--- Data excerpts Enclosed Below ---
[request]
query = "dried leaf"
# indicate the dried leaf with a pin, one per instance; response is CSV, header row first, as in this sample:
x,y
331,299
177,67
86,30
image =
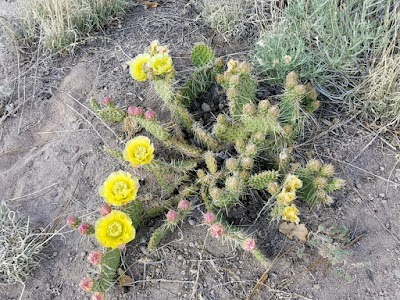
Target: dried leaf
x,y
150,4
123,279
293,230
--- End of Enclosed Data excerpts ---
* [What is expected]:
All the lines above are to be given again exactly as they read, with the pictures removed.

* [Reply to the exercise]:
[request]
query = "dried leaf"
# indicate the dried leaf with a pin, one per instance; response is CSV, header row first, as in this sample:
x,y
331,299
177,67
86,30
image =
Target: dried leaf
x,y
150,4
123,279
293,230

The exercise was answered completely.